■ AIM 1
In the blog post, how many stories, essays, and extracts does the collection include?
■ AIM 2
Please reproduce the blog post from "Monday, November 2, 2020" up to and including "got is lovely.".

■ GIVEN PASSAGE
═══

Monday, November 2, 2020

Into the London Fog - Edited by Elizabeth Darnley

I had meant to post about this one on Hallowe'en but things got in the way and with another lockdown looming there are bits and pieces of shopping to do whilst local businesses are still open. It's been moderately busy in town, but no queues, and no sense of being in an uncomfortably large crowd. This is such a critical time of year for retailers that even if the odds and ends I had to buy didn't amount to much I still feel it was something, also the wrapping paper I got is lovely.

'Into the London Fog' was an excellent choice for winding up a weird binge with. Elizabeth Dearnley has chosen 14 different stories, essays, and extracts that represent 14 different parts of London. It's an interesting collection that covers everything from traditional ghost stories, to disconcerting views of London through the eyes of those who would be considered other. And Virginia Woolf.

═══

■ DATA PROVIDED

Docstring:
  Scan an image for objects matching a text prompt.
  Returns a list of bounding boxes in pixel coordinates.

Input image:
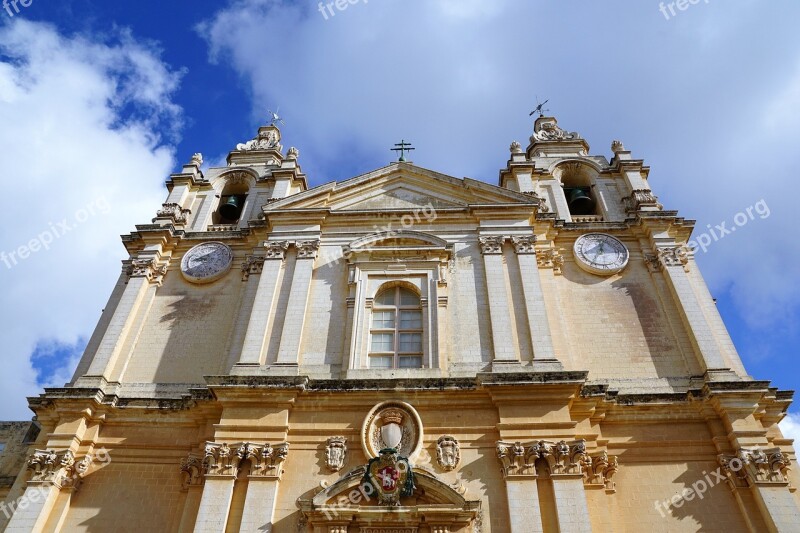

═══

■ WRITTEN ANSWER 1
14

■ WRITTEN ANSWER 2
Monday, November 2, 2020

Into the London Fog - Edited by Elizabeth Darnley

I had meant to post about this one on Hallowe'en but things got in the way and with another lockdown looming there are bits and pieces of shopping to do whilst local businesses are still open. It's been moderately busy in town, but no queues, and no sense of being in an uncomfortably large crowd. This is such a critical time of year for retailers that even if the odds and ends I had to buy didn't amount to much I still feel it was something, also the wrapping paper I got is lovely.